_Written instruction:_ Repeat, exactly and completely, the material that follows. Omit the pictures.

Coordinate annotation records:
--------------------------------

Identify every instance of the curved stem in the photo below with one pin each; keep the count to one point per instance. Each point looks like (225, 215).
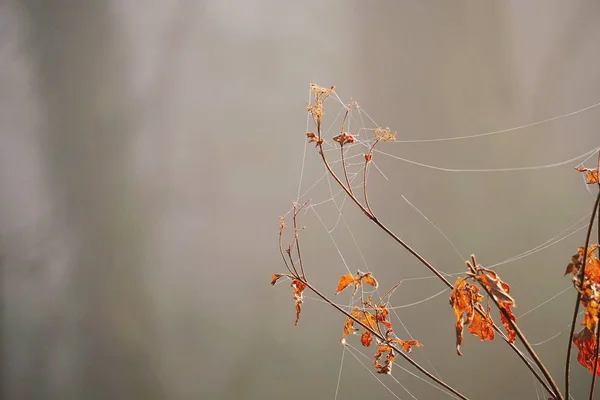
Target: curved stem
(578, 300)
(383, 339)
(597, 346)
(426, 263)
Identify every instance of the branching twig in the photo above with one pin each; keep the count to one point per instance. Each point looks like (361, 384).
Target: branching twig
(578, 300)
(597, 346)
(371, 215)
(383, 339)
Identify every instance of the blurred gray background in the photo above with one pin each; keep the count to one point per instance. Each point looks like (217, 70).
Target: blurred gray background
(147, 149)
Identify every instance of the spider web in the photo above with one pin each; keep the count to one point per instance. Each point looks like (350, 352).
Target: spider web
(340, 234)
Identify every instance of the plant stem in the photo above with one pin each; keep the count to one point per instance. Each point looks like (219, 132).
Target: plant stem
(597, 346)
(554, 391)
(578, 300)
(383, 339)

--------------------------------

_Finished answer:_
Identify every instance of the curved stem in the photo below with one pin each; keep the count to one point per instance. Each point looks like (225, 215).
Target: curved stem
(578, 300)
(383, 339)
(597, 346)
(426, 263)
Identify every instance of the branching twig in the photo above with one pin each; keep the count to one point per instance. Each point looks like (361, 384).
Target: branching twig
(578, 300)
(597, 346)
(371, 215)
(383, 339)
Identify every instance of the blurred gray background in the photo above with one pin each; keep the count to one point per instance. Each point looks like (217, 70).
Target: blurred gray background
(147, 149)
Identify every instance of the spider web in the photo above with one pin each; keep the count to one point per instance. Each point looks like (350, 352).
Target: spider web
(340, 234)
Identify every instance of the plant stem in the photo above with one pin each; keep the count to one point per instance. Each point looks like (219, 132).
Target: plant stem
(597, 346)
(554, 391)
(578, 300)
(383, 339)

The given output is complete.